**TASK REQUIREMENTS:**
Could you repeat, word for word, every line from the one containing "of the standing" through the final line of the records below, and nothing else?

**DATA SUPPLIED:**
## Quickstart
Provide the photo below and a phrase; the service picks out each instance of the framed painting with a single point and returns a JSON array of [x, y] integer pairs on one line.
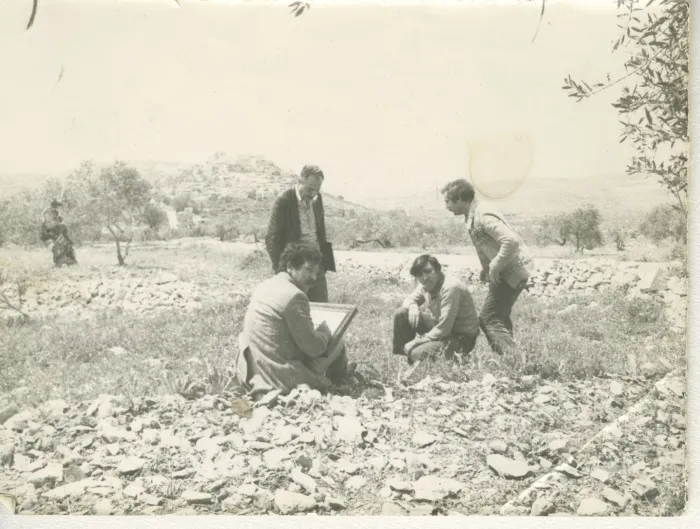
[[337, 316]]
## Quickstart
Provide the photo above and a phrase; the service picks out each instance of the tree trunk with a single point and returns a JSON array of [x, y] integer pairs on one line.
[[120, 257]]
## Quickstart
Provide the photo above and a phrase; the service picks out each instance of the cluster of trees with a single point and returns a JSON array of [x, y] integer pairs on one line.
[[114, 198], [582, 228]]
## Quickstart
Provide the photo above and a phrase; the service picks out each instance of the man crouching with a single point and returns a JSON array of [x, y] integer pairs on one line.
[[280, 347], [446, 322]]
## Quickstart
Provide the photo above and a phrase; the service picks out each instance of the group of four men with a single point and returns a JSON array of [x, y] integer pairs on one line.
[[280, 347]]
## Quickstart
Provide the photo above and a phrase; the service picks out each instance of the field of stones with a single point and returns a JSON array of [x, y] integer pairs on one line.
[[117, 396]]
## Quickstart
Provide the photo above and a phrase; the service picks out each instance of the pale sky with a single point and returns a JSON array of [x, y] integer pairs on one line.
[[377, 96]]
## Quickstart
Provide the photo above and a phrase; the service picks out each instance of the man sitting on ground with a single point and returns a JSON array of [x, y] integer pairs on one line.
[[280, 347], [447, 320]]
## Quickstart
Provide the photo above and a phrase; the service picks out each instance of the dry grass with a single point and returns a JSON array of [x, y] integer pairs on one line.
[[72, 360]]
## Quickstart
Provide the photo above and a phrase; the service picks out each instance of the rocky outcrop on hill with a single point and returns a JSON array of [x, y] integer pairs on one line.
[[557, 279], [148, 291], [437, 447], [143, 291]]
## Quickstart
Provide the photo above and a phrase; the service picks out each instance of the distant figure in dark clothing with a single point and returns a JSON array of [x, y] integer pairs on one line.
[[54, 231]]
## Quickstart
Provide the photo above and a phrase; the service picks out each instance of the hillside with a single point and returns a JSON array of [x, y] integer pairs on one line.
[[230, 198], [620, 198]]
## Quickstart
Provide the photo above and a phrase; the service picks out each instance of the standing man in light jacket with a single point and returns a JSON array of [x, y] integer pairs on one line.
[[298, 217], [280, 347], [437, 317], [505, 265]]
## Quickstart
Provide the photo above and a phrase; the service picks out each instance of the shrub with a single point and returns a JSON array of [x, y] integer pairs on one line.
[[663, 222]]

**RESPONSE TO THE EXERCISE:**
Provide the photo above and a phrase; the service picks out each instance of the standing man in light jacket with a single point and returns a JSON array of [x, y] integer pairs on one line.
[[298, 217], [280, 347], [437, 317], [505, 265]]
## Quickstart
Provide the photo above and a phrase; the service picks out each instance of the shrub with a single point and returns a JSON array of [x, y] integer pairs on one line.
[[663, 222]]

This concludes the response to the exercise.